■ **Exercise**
Repeat the entire text on naval officer Seymour John Fortescue word for word.

*** Opening Text passage ***

British naval officer

Captain Sir Seymour John Fortescue, GCVO, CMG (10 February 1856 – 20 March 1942) was a British naval officer and courtier who was an Equerry to the British sovereign and Serjeant-at-Arms in the House of Lords.

== Early life and family ==
Seymour John Fortescue was born on 10 February 1856, the second son of Hugh Fortescue, 3rd Earl Fortescue, DL (1818–1905), a Liberal Member of Parliament and peer who served in Lord John Russell's administration, and his wife, Georgiana Augusta Caroline Dawson-Damer (1826–1866), eldest daughter of the Hon. George Lionel Dawson-Damer. Fortescue's immediate family were well-connected in the military: his younger brother, Henry Dudley, was killed in action in 1900 and another, John William, was librarian at Windsor Castle and a noted military historian. They were also extensive landowners, with property in Ireland, South Devon, Gloucester and Lincolnshire (including Tattershall Castle), as well as Castle Hill in North Devon, where Fortescue was born.

In 1859, the young Fortescue accompanied his family to live in Medeira for two years, where an uncle was recovering from tuberculosis (the island was then a sort of fashionable sanatorium). While there, he met Captain (later Admiral of the Fleet) Henry Keppel, whose wife-to-be lived in a villa near the Fortescues; Keppel permitted the young Fortescue aboard his ship, the frigate Forte, a visit he would remember fondly in his memoirs, Looking Back. He also recalled the Empress of Austria's visit to the island in 1859, aboard HMY Victoria and Albert. Throughout the 1860s, Lord Fortescue was a sympathiser of the Italian movement and hosted its celebrities in his Devonshire home. In 1865, the young Fortescue started school in Brighton under one Mrs Walker; despite its strong reputation as a feeder preparatory school for Eton and Harrow, he chose not to pursue those routes further: "owning, I suppose, to my thorough dislike of the whole process of education, I made up my mind to go into the Navy".

*** Closing Text passage ***
*** Opening Data extracts ***

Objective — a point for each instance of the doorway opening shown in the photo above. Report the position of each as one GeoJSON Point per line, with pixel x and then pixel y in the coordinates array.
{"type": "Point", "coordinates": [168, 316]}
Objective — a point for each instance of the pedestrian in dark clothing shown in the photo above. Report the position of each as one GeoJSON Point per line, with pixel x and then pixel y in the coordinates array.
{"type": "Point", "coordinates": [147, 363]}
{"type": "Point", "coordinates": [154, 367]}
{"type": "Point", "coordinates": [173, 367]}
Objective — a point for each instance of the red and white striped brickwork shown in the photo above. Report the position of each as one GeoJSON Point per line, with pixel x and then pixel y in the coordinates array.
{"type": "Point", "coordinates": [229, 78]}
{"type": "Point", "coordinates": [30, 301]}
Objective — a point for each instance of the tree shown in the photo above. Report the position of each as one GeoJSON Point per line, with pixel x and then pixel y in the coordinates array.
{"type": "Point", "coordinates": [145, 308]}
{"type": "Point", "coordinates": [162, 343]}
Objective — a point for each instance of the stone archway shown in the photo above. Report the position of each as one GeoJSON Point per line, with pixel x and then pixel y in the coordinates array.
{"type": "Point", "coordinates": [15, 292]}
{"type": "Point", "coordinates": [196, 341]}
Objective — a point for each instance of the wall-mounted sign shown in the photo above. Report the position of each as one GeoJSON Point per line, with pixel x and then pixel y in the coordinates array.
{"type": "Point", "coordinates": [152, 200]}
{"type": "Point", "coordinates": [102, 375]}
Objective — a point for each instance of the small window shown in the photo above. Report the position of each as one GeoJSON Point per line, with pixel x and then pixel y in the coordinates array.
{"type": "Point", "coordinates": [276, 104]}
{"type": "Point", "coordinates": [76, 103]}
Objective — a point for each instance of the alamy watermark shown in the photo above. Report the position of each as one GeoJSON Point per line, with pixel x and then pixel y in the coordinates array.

*** Closing Data extracts ***

■ **Your response**
British naval officer

Captain Sir Seymour John Fortescue, GCVO, CMG (10 February 1856 – 20 March 1942) was a British naval officer and courtier who was an Equerry to the British sovereign and Serjeant-at-Arms in the House of Lords.

== Early life and family ==
Seymour John Fortescue was born on 10 February 1856, the second son of Hugh Fortescue, 3rd Earl Fortescue, DL (1818–1905), a Liberal Member of Parliament and peer who served in Lord John Russell's administration, and his wife, Georgiana Augusta Caroline Dawson-Damer (1826–1866), eldest daughter of the Hon. George Lionel Dawson-Damer. Fortescue's immediate family were well-connected in the military: his younger brother, Henry Dudley, was killed in action in 1900 and another, John William, was librarian at Windsor Castle and a noted military historian. They were also extensive landowners, with property in Ireland, South Devon, Gloucester and Lincolnshire (including Tattershall Castle), as well as Castle Hill in North Devon, where Fortescue was born.

In 1859, the young Fortescue accompanied his family to live in Medeira for two years, where an uncle was recovering from tuberculosis (the island was then a sort of fashionable sanatorium). While there, he met Captain (later Admiral of the Fleet) Henry Keppel, whose wife-to-be lived in a villa near the Fortescues; Keppel permitted the young Fortescue aboard his ship, the frigate Forte, a visit he would remember fondly in his memoirs, Looking Back. He also recalled the Empress of Austria's visit to the island in 1859, aboard HMY Victoria and Albert. Throughout the 1860s, Lord Fortescue was a sympathiser of the Italian movement and hosted its celebrities in his Devonshire home. In 1865, the young Fortescue started school in Brighton under one Mrs Walker; despite its strong reputation as a feeder preparatory school for Eton and Harrow, he chose not to pursue those routes further: "owning, I suppose, to my thorough dislike of the whole process of education, I made up my mind to go into the Navy".